#### LE TUE ISTRUZIONI
Ricopia parola per parola, dal commento alle letture sulla famiglia riportato più sotto, tutto il tratto che va da "Letture: 1 Sam" fino a "1 Gv 3,1-2.21-24).".

#### BRANO FORNITO

◆ ◆ ◆ ◆ ◆

Letture: 1 Sam 1,20-22.24-28; 1 Gv 3,1-2.21-24; Lc 2,41-52
Le caratteristiche della famiglia descritta nei brani dell’Antico Testamento erano: la pace, l’abbondanza di beni materiali, la concordia e la discendenza numerosa: segni della benedizione del Signore; la legge fondamentale era l’obbedienza temperata dall’amore; questa obbedienza non era solo segno e garanzia di benedizione e prosperità per i figli, ma anche un modo per onorare Dio nei genitori (Prima lettura: 1 Sam 20-22.24-28). A questo tipo di famiglia, il cristianesimo ha portato un costante superamento di se stessa in vista del Regno: Giovanni ci ricorda la figliolanza divina che il Padre ci ha donato (seconda lettura: 1 Gv 3,1-2.21-24).
Secondo Luca, Gesù ebbe non pochi problemi con la famiglia di origine. Fin da ragazzo, a dodici anni, quando “scappa di casa”, o meglio, abbandona i suoi per restare nel Tempio di Gerusalemme a discutere con i dottori. Avrebbe potuto almeno avvertire i genitori: non pensiamo certo che la Madonna e San Giuseppe si sarebbero opposti al fatto che il Figlio… si volesse trattenere “in Chiesa”. Ma Gesù non li avvisa, non facendo certo la parte del figlio modello. Il fatto provocò una forte apprensione in Maria e Giuseppe, al punto che Maria lo rimprovera: “Figlio, perché ci hai fatto così? Ecco, tuo padre ed io, angosciati, ti cercavamo” (Lc 2,48).

◆ ◆ ◆ ◆ ◆

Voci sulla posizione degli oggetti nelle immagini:
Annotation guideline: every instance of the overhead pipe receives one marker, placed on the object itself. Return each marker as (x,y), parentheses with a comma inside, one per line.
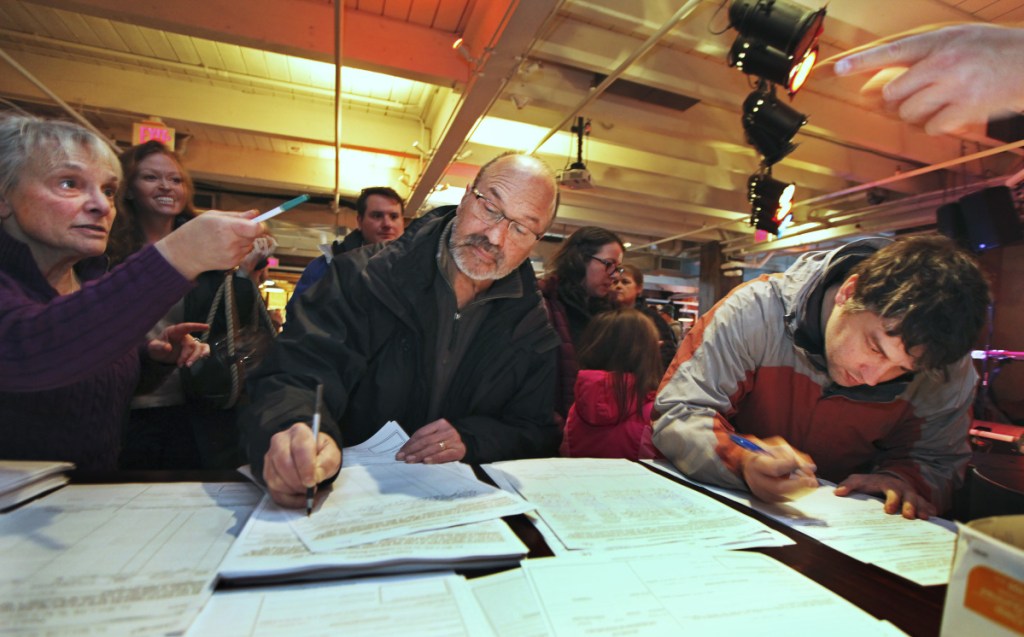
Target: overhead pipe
(338,17)
(677,17)
(72,112)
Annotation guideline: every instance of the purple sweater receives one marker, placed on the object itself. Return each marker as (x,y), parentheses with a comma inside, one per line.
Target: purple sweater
(69,365)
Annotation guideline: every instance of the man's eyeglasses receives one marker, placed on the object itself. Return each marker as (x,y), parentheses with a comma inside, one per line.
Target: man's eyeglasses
(610,267)
(489,214)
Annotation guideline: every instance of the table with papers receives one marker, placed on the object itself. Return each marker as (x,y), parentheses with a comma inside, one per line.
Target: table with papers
(724,567)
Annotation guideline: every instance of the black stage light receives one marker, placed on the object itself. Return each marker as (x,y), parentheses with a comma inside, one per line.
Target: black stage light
(771,203)
(770,125)
(777,41)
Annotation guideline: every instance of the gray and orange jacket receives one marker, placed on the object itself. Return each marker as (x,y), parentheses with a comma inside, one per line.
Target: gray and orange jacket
(755,365)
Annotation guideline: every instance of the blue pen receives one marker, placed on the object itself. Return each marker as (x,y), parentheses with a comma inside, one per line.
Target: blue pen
(757,449)
(311,491)
(748,444)
(273,212)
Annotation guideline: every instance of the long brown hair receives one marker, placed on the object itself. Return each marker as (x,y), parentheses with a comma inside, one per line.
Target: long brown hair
(623,341)
(126,235)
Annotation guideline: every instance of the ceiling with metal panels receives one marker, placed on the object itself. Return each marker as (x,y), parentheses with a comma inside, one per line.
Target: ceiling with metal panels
(249,88)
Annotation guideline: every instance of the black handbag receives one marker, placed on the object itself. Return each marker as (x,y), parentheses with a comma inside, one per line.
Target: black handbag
(219,379)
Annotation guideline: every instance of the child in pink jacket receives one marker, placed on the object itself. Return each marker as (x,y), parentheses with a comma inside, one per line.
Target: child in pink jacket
(620,370)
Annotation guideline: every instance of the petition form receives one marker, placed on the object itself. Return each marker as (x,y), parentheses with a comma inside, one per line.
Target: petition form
(116,559)
(856,525)
(374,502)
(601,504)
(427,605)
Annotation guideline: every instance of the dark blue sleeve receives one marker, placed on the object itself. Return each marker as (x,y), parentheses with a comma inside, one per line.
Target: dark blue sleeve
(313,272)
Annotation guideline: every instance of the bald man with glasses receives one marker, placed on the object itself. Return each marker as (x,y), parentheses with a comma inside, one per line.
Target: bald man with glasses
(442,331)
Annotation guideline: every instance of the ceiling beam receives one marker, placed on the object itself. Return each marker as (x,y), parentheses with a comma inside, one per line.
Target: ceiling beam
(295,28)
(499,34)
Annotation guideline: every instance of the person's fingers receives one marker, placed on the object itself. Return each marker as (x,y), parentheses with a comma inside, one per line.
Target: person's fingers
(328,458)
(303,452)
(288,499)
(443,444)
(879,54)
(952,120)
(873,89)
(281,471)
(893,501)
(792,489)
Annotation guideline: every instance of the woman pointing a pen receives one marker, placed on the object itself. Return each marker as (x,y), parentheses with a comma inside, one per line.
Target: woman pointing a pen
(73,335)
(168,429)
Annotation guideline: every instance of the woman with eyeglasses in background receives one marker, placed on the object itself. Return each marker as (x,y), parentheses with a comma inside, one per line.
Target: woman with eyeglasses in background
(167,428)
(576,288)
(626,288)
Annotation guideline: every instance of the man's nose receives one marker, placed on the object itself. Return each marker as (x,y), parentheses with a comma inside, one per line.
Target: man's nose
(98,202)
(875,374)
(497,232)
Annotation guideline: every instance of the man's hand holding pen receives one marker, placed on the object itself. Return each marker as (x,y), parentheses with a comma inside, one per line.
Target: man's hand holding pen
(295,463)
(774,471)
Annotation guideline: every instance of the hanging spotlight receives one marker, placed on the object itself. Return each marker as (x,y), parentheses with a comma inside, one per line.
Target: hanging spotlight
(778,41)
(771,203)
(770,125)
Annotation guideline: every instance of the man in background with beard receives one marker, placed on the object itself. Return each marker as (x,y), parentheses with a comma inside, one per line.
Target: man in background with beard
(442,331)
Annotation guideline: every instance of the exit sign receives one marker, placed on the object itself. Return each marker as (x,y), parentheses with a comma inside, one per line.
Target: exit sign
(144,131)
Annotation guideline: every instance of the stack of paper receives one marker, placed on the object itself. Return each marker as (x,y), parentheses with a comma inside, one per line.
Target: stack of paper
(665,590)
(116,559)
(607,504)
(381,516)
(24,479)
(857,525)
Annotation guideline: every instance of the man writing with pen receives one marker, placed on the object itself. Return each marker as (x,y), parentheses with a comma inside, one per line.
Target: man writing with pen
(441,331)
(851,366)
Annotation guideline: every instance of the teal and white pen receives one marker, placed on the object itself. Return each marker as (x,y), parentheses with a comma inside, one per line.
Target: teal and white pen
(273,212)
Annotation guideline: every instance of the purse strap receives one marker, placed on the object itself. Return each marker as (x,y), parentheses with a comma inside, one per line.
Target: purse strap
(225,298)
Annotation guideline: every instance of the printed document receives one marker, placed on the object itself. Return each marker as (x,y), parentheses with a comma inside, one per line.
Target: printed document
(116,559)
(919,550)
(678,590)
(602,504)
(439,605)
(268,550)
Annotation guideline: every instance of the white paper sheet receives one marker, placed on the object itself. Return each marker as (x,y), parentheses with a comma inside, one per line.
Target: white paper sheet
(374,502)
(603,504)
(24,479)
(509,603)
(380,449)
(856,524)
(116,559)
(268,549)
(426,606)
(685,591)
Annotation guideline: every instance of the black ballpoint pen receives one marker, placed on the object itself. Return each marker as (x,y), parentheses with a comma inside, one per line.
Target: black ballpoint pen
(311,491)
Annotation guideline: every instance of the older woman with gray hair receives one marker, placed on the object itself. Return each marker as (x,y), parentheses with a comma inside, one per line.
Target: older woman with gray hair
(73,334)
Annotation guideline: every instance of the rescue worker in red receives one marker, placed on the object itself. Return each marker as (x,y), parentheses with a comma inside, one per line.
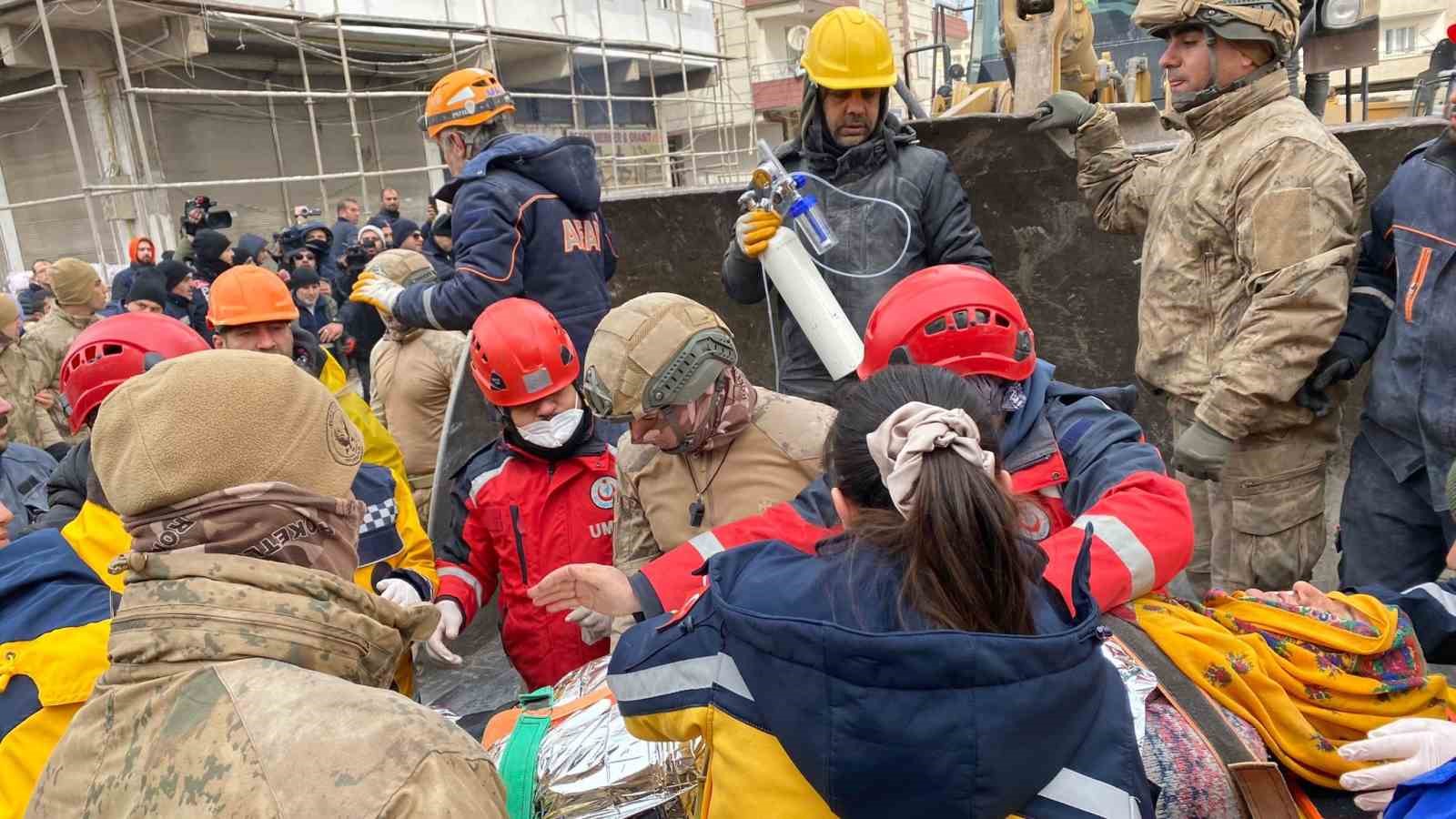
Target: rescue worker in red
(1077,460)
(542,497)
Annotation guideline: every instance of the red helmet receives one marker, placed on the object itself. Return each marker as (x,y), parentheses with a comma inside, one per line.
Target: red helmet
(954,317)
(116,349)
(521,353)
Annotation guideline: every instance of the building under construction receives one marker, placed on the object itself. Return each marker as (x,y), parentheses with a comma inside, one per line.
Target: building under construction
(118,111)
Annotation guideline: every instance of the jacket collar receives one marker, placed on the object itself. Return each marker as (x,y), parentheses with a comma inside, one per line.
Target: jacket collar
(1443,150)
(1216,116)
(187,611)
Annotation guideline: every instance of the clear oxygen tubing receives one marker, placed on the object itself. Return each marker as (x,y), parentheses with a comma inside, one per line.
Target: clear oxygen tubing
(768,290)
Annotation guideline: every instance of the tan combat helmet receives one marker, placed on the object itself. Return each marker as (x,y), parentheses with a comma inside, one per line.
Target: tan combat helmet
(654,351)
(402,267)
(1274,22)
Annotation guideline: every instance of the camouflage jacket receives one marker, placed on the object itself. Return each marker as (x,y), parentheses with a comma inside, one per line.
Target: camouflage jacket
(412,405)
(48,344)
(249,688)
(769,462)
(1249,245)
(22,375)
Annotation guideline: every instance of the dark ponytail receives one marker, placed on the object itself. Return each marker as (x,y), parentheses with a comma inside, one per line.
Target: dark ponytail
(966,564)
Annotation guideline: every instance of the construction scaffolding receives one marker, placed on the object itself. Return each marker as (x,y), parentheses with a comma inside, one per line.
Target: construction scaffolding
(691,121)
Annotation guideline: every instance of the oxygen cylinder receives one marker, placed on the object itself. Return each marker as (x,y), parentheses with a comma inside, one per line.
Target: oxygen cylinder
(813,305)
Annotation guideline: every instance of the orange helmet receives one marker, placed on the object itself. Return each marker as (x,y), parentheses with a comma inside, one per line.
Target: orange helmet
(249,295)
(470,96)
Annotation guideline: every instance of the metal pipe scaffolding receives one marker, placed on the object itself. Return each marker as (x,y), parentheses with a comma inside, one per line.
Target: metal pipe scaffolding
(70,130)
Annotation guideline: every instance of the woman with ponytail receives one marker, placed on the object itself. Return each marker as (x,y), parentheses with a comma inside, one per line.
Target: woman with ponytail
(916,666)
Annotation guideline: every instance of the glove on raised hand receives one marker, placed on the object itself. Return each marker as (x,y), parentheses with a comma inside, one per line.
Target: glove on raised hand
(1410,746)
(754,229)
(448,629)
(1063,109)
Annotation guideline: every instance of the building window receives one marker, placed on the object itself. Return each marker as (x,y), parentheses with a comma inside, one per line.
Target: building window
(1400,41)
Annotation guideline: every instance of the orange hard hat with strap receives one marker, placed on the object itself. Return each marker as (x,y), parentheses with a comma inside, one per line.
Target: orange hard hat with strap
(249,295)
(470,96)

◆ ◆ ◆ ◆ ◆

#### RISULTATO DELL'ESERCIZIO
Letture: 1 Sam 1,20-22.24-28; 1 Gv 3,1-2.21-24; Lc 2,41-52
Le caratteristiche della famiglia descritta nei brani dell’Antico Testamento erano: la pace, l’abbondanza di beni materiali, la concordia e la discendenza numerosa: segni della benedizione del Signore; la legge fondamentale era l’obbedienza temperata dall’amore; questa obbedienza non era solo segno e garanzia di benedizione e prosperità per i figli, ma anche un modo per onorare Dio nei genitori (Prima lettura: 1 Sam 20-22.24-28). A questo tipo di famiglia, il cristianesimo ha portato un costante superamento di se stessa in vista del Regno: Giovanni ci ricorda la figliolanza divina che il Padre ci ha donato (seconda lettura: 1 Gv 3,1-2.21-24).